PROMPT A >> In the content enrichment page, which library serves as the fallback for extracting text from PDFs?
PROMPT B >> According to the content enrichment page, why are API responses and downloaded files cached? Answer in one to three sentences.

GIVEN TEXT >>
++++++++

Phase 1.5: Content Enrichment¶
Module: src/content_enricher.py
Estimated Time: ~1 day
Objective¶
Fill in missing abstracts and obtain full-text content for key papers using three complementary strategies.
Enrichment Strategies¶
The system applies strategies in order, stopping once a paper has sufficient content:
Strategy A: Semantic Scholar API¶
- Fetches
abstractandTLDR(AI-generated summary) for each paper by DOI - Rate-limited to 1 request per second
- Responses cached to
output/openalex_cache/semantic_scholar/
Strategy B: Open Access PDF Download¶
- Query Unpaywall API to find OA PDF URLs
- Download PDF files
- Extract text using PyMuPDF (with pdfplumber as fallback)
- Cache PDFs and extracted text to
output/openalex_cache/fulltext/
Strategy C: CORE API (Placeholder)¶
Reserved for future integration with the CORE API for additional full-text access.
Data Flow¶
flowchart LR
PUB[publications.parquet] --> E{Enrich}
E -->|Strategy A| SS[Semantic Scholar API]
E -->|Strategy B| UP[Unpaywall → PDF → Text]
E -->|Strategy C| CORE[CORE API]
SS --> OUT[Updated publications.parquet]
UP --> OUT
CORE --> OUT
Added Columns¶
After enrichment, the following columns are added to publications.parquet:
| Column | Type | Description |
|---|---|---|
abstract_enriched |
string | Best available abstract (original or from S2) |
tldr |
string | AI-generated one-line summary from Semantic Scholar |
fulltext |
string | Full paper text extracted from PDF |
content_source |
string | Source of enriched content (original, semantic_scholar, oa_pdf) |
Caching¶
All API responses and downloaded files are cached to avoid redundant requests:
output/openalex_cache/
├── semantic_scholar/ # S2 API JSON responses
├── unpaywall/ # Unpaywall API JSON responses
├── pdfs/ # Downloaded PDF files
└── fulltext/ # Extracted text JSON files

++++++++

DATA >>

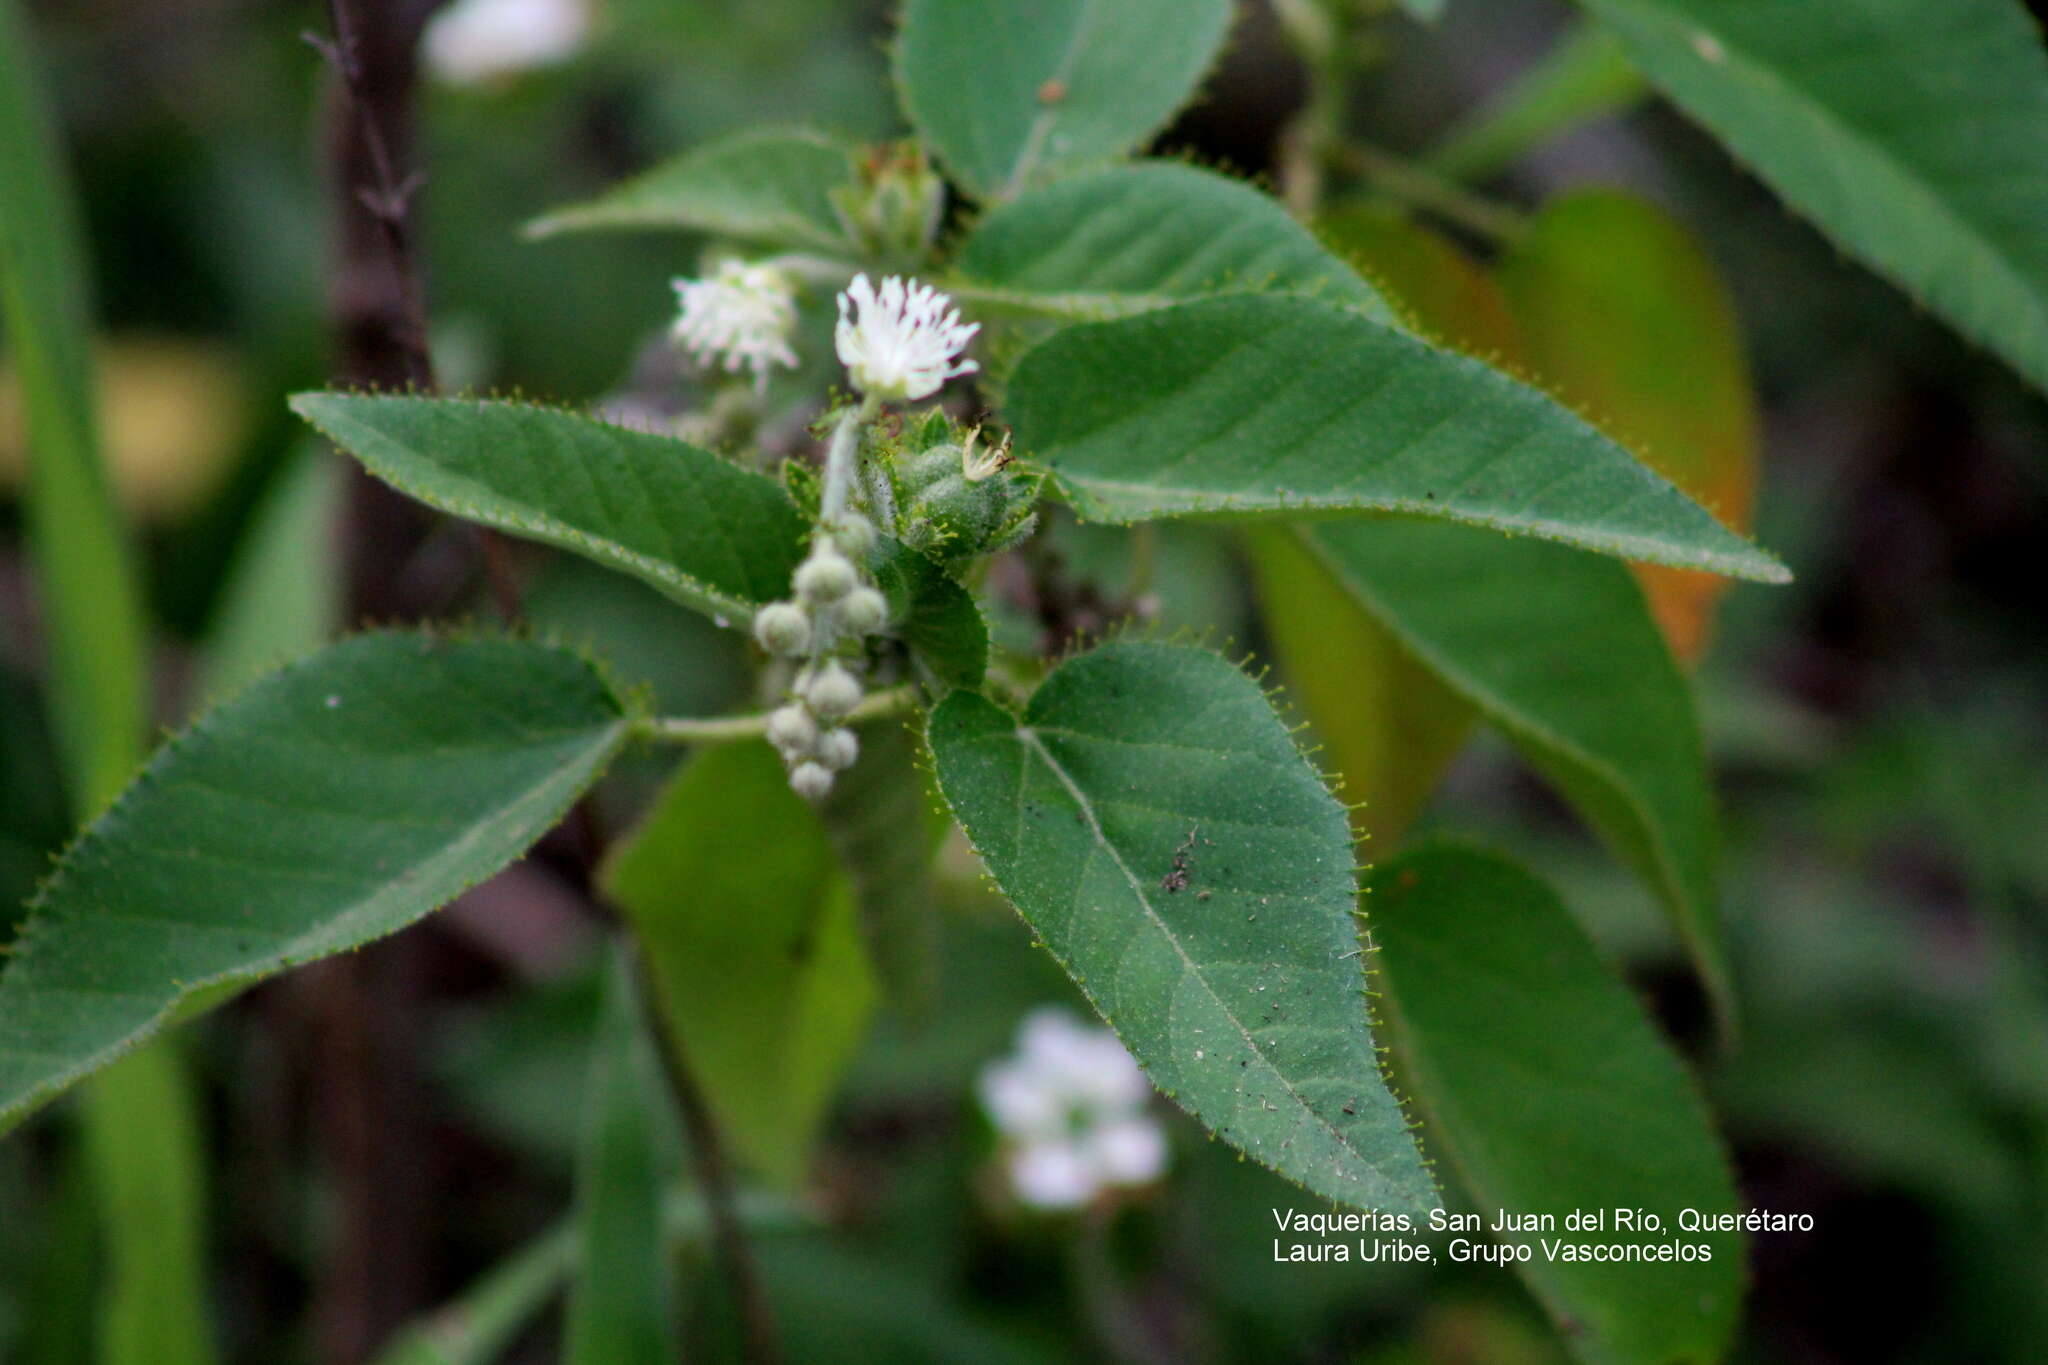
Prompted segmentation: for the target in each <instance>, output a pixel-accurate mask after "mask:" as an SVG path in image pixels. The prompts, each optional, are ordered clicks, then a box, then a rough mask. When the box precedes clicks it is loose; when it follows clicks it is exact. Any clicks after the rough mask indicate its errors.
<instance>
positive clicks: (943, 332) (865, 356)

++++++++

ANSWER A >> pdfplumber

ANSWER B >> All API responses and downloaded files are cached under output/openalex_cache/ to avoid redundant requests.